Problem to solve: Your job is to give again, exactly and with no additions, the lines in the records below from the one with "43L59 46L60 42L58" through the one with "164L118 183L129 178L139", both included. Omit the pictures.

Collection entries:
▼
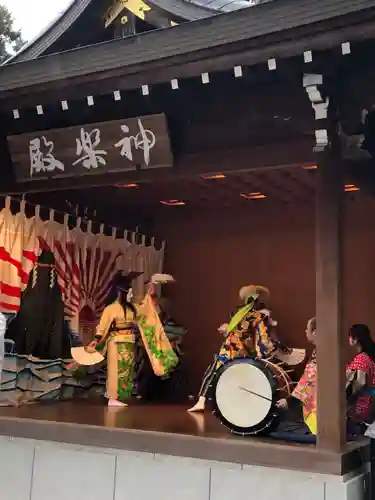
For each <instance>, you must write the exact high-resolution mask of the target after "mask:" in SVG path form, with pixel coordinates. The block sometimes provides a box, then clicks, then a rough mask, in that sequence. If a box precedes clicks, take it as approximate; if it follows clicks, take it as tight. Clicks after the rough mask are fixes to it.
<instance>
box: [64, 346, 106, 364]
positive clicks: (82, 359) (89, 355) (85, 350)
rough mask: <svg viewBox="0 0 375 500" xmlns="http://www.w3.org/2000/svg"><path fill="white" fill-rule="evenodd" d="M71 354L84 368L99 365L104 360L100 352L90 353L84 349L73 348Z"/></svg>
mask: <svg viewBox="0 0 375 500" xmlns="http://www.w3.org/2000/svg"><path fill="white" fill-rule="evenodd" d="M71 353H72V358H73V359H74V361H75V362H76V363H78V364H79V365H83V366H93V365H97V364H99V363H101V362H102V361H103V360H104V357H103V356H102V355H101V354H100V352H97V351H95V352H93V353H90V352H87V351H86V349H85V348H84V347H72V349H71Z"/></svg>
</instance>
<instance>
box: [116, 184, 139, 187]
mask: <svg viewBox="0 0 375 500" xmlns="http://www.w3.org/2000/svg"><path fill="white" fill-rule="evenodd" d="M116 187H119V188H131V187H138V184H116Z"/></svg>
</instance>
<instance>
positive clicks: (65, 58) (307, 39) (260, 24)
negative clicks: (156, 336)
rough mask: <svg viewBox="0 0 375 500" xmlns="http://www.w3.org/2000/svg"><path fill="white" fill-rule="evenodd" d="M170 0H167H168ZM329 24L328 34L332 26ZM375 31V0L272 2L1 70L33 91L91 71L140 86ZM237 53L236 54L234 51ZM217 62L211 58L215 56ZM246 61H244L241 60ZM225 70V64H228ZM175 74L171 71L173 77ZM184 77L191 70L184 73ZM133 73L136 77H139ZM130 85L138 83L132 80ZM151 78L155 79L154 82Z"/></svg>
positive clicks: (12, 66) (171, 71)
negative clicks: (144, 73)
mask: <svg viewBox="0 0 375 500" xmlns="http://www.w3.org/2000/svg"><path fill="white" fill-rule="evenodd" d="M165 1H167V0H165ZM329 30H330V33H328V31H329ZM374 33H375V0H359V1H358V2H352V1H350V0H315V2H311V1H310V0H299V2H295V1H294V0H274V1H270V2H267V3H264V4H260V5H256V6H254V7H252V8H251V9H243V10H240V11H235V12H231V13H227V14H222V15H218V16H215V17H213V18H206V19H202V20H199V21H195V22H193V23H186V24H182V25H179V26H175V27H173V28H169V29H163V30H155V31H151V32H147V33H142V34H139V35H135V36H132V37H128V38H124V39H117V40H113V41H110V42H106V43H101V44H97V45H94V46H88V47H83V48H79V49H76V50H71V51H67V52H63V53H60V54H55V55H51V56H48V57H44V58H39V59H36V60H32V61H26V62H24V63H22V64H9V65H7V66H5V67H3V68H2V69H1V72H0V92H3V97H5V96H6V94H5V92H6V91H12V90H14V89H18V90H21V89H28V90H27V92H30V86H36V85H41V84H47V83H57V82H60V83H63V82H64V85H66V82H67V80H69V79H72V81H73V79H74V83H75V84H78V83H79V82H81V81H84V80H86V82H87V81H90V80H92V77H93V75H94V74H95V75H98V73H99V74H103V77H102V78H104V73H105V72H110V73H111V76H115V75H117V76H120V75H121V77H124V76H128V77H129V75H132V76H133V77H134V75H135V78H136V79H137V84H139V79H140V78H141V76H142V75H140V71H144V70H146V69H149V70H150V72H152V73H153V74H154V78H160V75H158V73H157V71H156V70H158V69H159V70H160V69H162V70H163V75H164V73H165V72H167V73H168V71H170V72H171V75H172V76H171V78H175V77H179V76H180V74H179V73H181V68H176V65H177V63H179V64H180V65H184V66H186V65H187V64H189V67H188V68H184V72H185V73H186V72H187V71H191V72H192V74H193V73H195V74H196V65H197V63H201V65H202V62H204V63H205V65H206V69H205V70H206V71H210V70H211V69H212V68H213V67H215V66H216V67H217V65H218V58H219V57H220V58H221V59H220V64H221V67H222V68H223V66H225V65H226V66H227V67H228V68H229V67H233V65H234V64H236V63H237V62H238V63H239V64H241V63H242V64H251V63H253V64H254V63H256V62H260V61H264V60H267V58H270V57H276V56H279V55H280V56H283V57H287V56H292V55H296V54H301V53H302V52H303V51H304V50H315V49H323V48H326V47H332V46H336V45H337V43H341V42H342V41H345V40H350V41H354V40H358V39H363V38H365V37H372V36H373V35H374ZM234 52H236V54H235V56H233V53H234ZM213 55H214V56H215V58H216V60H215V61H212V60H211V59H212V56H213ZM240 61H241V62H240ZM223 69H224V68H223ZM168 76H169V75H168ZM185 76H186V75H185ZM133 79H134V78H133ZM127 82H129V85H133V84H134V82H133V80H131V79H130V78H127ZM147 83H153V82H151V81H148V82H147Z"/></svg>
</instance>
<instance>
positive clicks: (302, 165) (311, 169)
mask: <svg viewBox="0 0 375 500" xmlns="http://www.w3.org/2000/svg"><path fill="white" fill-rule="evenodd" d="M302 168H303V169H304V170H316V169H317V168H318V165H302Z"/></svg>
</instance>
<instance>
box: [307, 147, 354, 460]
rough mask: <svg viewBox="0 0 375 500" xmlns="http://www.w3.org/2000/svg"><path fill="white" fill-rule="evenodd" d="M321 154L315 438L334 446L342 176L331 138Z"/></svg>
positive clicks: (343, 354) (343, 366)
mask: <svg viewBox="0 0 375 500" xmlns="http://www.w3.org/2000/svg"><path fill="white" fill-rule="evenodd" d="M322 156H323V158H322V161H321V162H320V164H319V166H318V169H317V186H316V187H317V196H316V256H315V258H316V317H317V371H318V443H317V444H318V446H319V447H320V448H324V449H327V450H332V451H339V450H340V449H341V448H342V447H343V446H344V443H345V440H346V430H345V412H346V398H345V349H346V342H347V337H346V334H345V332H343V331H342V326H341V316H342V304H341V288H342V270H341V267H342V234H341V233H342V228H341V226H342V216H343V195H344V179H343V166H342V163H341V155H340V151H339V148H335V147H332V144H331V148H330V147H328V150H326V151H325V152H324V153H322Z"/></svg>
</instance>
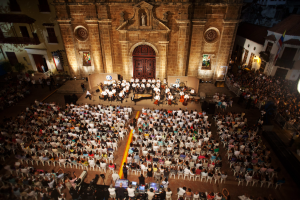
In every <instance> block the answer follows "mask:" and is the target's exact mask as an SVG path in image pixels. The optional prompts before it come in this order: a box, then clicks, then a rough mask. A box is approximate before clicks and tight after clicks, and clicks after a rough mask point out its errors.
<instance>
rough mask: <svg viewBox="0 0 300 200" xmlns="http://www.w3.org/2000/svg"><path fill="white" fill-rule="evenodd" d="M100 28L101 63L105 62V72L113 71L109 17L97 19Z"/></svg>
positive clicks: (110, 32)
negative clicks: (100, 41)
mask: <svg viewBox="0 0 300 200" xmlns="http://www.w3.org/2000/svg"><path fill="white" fill-rule="evenodd" d="M98 23H99V29H100V38H101V44H102V52H103V63H104V64H105V70H104V72H105V73H113V56H112V42H111V19H102V20H99V21H98Z"/></svg>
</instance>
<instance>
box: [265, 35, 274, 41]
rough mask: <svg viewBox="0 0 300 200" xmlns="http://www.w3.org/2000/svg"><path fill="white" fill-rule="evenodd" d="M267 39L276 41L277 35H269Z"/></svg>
mask: <svg viewBox="0 0 300 200" xmlns="http://www.w3.org/2000/svg"><path fill="white" fill-rule="evenodd" d="M265 39H266V40H271V41H276V37H275V35H268V36H267V37H265Z"/></svg>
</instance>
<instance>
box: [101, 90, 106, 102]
mask: <svg viewBox="0 0 300 200" xmlns="http://www.w3.org/2000/svg"><path fill="white" fill-rule="evenodd" d="M101 94H102V95H103V98H104V101H105V100H106V98H107V92H106V91H105V90H103V91H102V92H101Z"/></svg>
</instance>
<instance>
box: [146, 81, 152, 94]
mask: <svg viewBox="0 0 300 200" xmlns="http://www.w3.org/2000/svg"><path fill="white" fill-rule="evenodd" d="M146 89H147V93H150V89H151V84H150V83H149V82H148V83H147V84H146Z"/></svg>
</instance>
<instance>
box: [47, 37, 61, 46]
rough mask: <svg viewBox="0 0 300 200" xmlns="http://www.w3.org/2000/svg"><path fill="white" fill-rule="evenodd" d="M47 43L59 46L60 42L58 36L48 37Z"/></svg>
mask: <svg viewBox="0 0 300 200" xmlns="http://www.w3.org/2000/svg"><path fill="white" fill-rule="evenodd" d="M47 41H48V43H53V44H57V43H58V40H57V37H56V36H47Z"/></svg>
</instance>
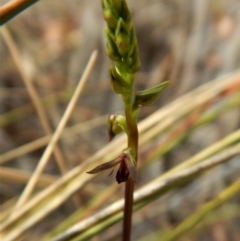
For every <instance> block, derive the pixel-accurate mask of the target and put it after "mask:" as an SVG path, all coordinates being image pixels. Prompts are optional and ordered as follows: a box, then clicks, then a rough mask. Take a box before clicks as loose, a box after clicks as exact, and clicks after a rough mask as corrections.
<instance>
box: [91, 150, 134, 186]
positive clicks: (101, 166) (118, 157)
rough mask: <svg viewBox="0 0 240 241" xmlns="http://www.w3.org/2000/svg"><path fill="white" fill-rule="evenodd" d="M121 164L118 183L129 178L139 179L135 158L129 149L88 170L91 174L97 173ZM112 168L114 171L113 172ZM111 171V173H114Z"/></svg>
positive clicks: (117, 174) (123, 181) (117, 177)
mask: <svg viewBox="0 0 240 241" xmlns="http://www.w3.org/2000/svg"><path fill="white" fill-rule="evenodd" d="M118 164H120V166H119V169H118V171H117V174H116V180H117V182H118V183H121V182H126V181H127V180H128V178H129V177H130V178H132V180H133V181H136V180H137V169H136V164H135V160H134V158H133V157H132V156H131V154H130V152H129V151H128V149H126V150H124V151H123V153H122V154H121V155H120V156H119V157H118V158H116V159H115V160H113V161H110V162H106V163H103V164H101V165H99V166H97V167H95V168H94V169H93V170H91V171H89V172H87V173H89V174H96V173H99V172H101V171H104V170H107V169H109V168H113V170H114V168H115V167H116V166H117V165H118ZM113 170H112V172H113ZM112 172H111V173H110V175H111V174H112Z"/></svg>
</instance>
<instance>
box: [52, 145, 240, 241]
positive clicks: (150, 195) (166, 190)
mask: <svg viewBox="0 0 240 241" xmlns="http://www.w3.org/2000/svg"><path fill="white" fill-rule="evenodd" d="M236 155H240V144H238V145H235V146H233V147H230V148H228V149H226V150H224V151H222V152H220V153H218V154H216V155H215V156H212V157H211V158H209V159H207V160H205V161H204V162H202V163H200V164H197V165H195V166H193V167H190V168H187V169H185V170H183V171H180V172H179V173H177V174H175V175H172V176H171V177H169V178H165V179H164V180H162V181H159V182H154V183H152V184H149V185H147V186H146V187H145V188H141V189H140V190H138V191H136V192H135V194H134V203H135V204H136V203H138V202H143V201H144V200H151V197H154V198H156V197H155V196H156V194H158V193H162V192H166V191H167V190H169V189H172V188H174V187H177V186H179V185H182V184H183V183H184V182H186V181H189V179H190V178H194V177H196V175H198V174H200V173H202V172H203V171H206V170H208V169H210V168H212V167H214V166H216V165H219V164H221V163H223V162H226V161H228V160H229V159H230V158H232V157H234V156H236ZM122 205H123V200H121V201H118V202H116V203H114V204H112V205H111V206H109V207H107V208H105V209H104V210H102V211H101V212H99V213H97V214H95V215H93V216H91V217H90V218H88V219H86V220H83V221H82V222H80V223H77V224H75V225H74V226H72V227H71V228H70V229H68V230H67V231H66V232H64V233H63V234H61V235H59V236H58V237H56V238H54V239H52V241H66V240H69V238H70V237H71V238H73V237H74V236H75V235H77V234H79V233H81V232H83V231H85V230H87V229H88V228H90V227H92V226H93V225H95V224H98V223H99V222H101V221H102V220H104V219H106V218H107V217H109V216H111V215H114V214H115V213H116V212H119V211H120V210H121V208H122V207H121V206H122ZM171 240H172V239H171ZM174 240H175V239H174Z"/></svg>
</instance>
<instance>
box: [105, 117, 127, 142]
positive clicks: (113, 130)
mask: <svg viewBox="0 0 240 241" xmlns="http://www.w3.org/2000/svg"><path fill="white" fill-rule="evenodd" d="M122 131H124V132H126V133H128V130H127V124H126V118H125V117H124V116H122V115H117V114H111V115H110V116H109V117H108V136H109V141H111V140H112V139H113V138H114V137H115V136H116V135H117V134H119V133H121V132H122Z"/></svg>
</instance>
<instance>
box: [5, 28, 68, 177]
mask: <svg viewBox="0 0 240 241" xmlns="http://www.w3.org/2000/svg"><path fill="white" fill-rule="evenodd" d="M1 32H2V34H3V37H4V39H5V42H6V44H7V46H8V48H9V51H10V52H11V55H12V57H13V60H14V62H15V64H16V66H17V68H18V71H19V73H20V75H21V77H22V79H23V81H24V84H25V85H26V88H27V91H28V93H29V95H30V97H31V99H32V102H33V104H34V107H35V109H36V112H37V114H38V116H39V119H40V122H41V124H42V126H43V129H44V131H45V132H46V134H48V135H50V134H52V130H51V127H50V124H49V122H48V119H47V114H46V112H45V109H44V107H43V105H42V103H41V100H40V97H39V95H38V93H37V91H36V89H35V87H34V86H33V83H32V81H31V79H30V78H29V76H28V75H27V74H26V72H25V70H24V67H23V64H22V62H21V57H20V53H19V51H18V49H17V47H16V45H15V42H14V40H13V38H12V36H11V34H10V33H9V31H8V29H7V28H6V27H2V29H1ZM54 155H55V156H56V161H57V164H58V166H59V169H60V170H61V172H62V173H65V172H66V171H67V168H66V164H65V162H64V158H63V155H62V152H61V150H60V149H59V148H58V146H56V147H55V149H54Z"/></svg>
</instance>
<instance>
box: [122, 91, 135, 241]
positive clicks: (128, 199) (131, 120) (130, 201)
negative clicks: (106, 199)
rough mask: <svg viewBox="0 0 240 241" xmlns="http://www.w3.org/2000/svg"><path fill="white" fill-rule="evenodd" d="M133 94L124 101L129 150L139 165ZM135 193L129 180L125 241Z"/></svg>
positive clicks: (131, 182) (125, 188)
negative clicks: (129, 149) (134, 193)
mask: <svg viewBox="0 0 240 241" xmlns="http://www.w3.org/2000/svg"><path fill="white" fill-rule="evenodd" d="M130 92H131V94H130V95H129V96H128V97H129V98H128V99H127V100H125V101H124V103H125V115H126V122H127V126H128V130H129V134H128V148H131V150H133V153H134V155H135V156H134V158H135V161H136V164H137V158H138V127H137V121H136V118H134V116H133V113H132V101H131V95H132V90H131V91H130ZM133 192H134V181H133V180H132V179H131V178H129V179H128V181H127V182H126V184H125V202H124V217H123V236H122V240H123V241H130V240H131V228H132V207H133Z"/></svg>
▲
Solution to the exercise:
rough mask: <svg viewBox="0 0 300 200" xmlns="http://www.w3.org/2000/svg"><path fill="white" fill-rule="evenodd" d="M47 43L59 46L60 42L58 36L48 37Z"/></svg>
mask: <svg viewBox="0 0 300 200" xmlns="http://www.w3.org/2000/svg"><path fill="white" fill-rule="evenodd" d="M47 41H48V43H53V44H57V43H58V40H57V37H56V36H47Z"/></svg>
</instance>
For every <instance> block, derive the pixel-accurate mask of the target and put it after "mask:" as an SVG path, all coordinates being image pixels. Prompts are optional and ordered as follows: a box, then clicks, then a rough mask. Take a box before clicks as loose, a box after clicks as exact, and clicks after a rough mask as corrections.
<instance>
box: [91, 150, 134, 186]
positive clicks: (101, 166) (118, 157)
rough mask: <svg viewBox="0 0 240 241" xmlns="http://www.w3.org/2000/svg"><path fill="white" fill-rule="evenodd" d="M121 164L118 183L129 178L139 179L135 158L129 149L88 170L91 174L97 173ZM112 168L114 171L113 172ZM111 171V173H114Z"/></svg>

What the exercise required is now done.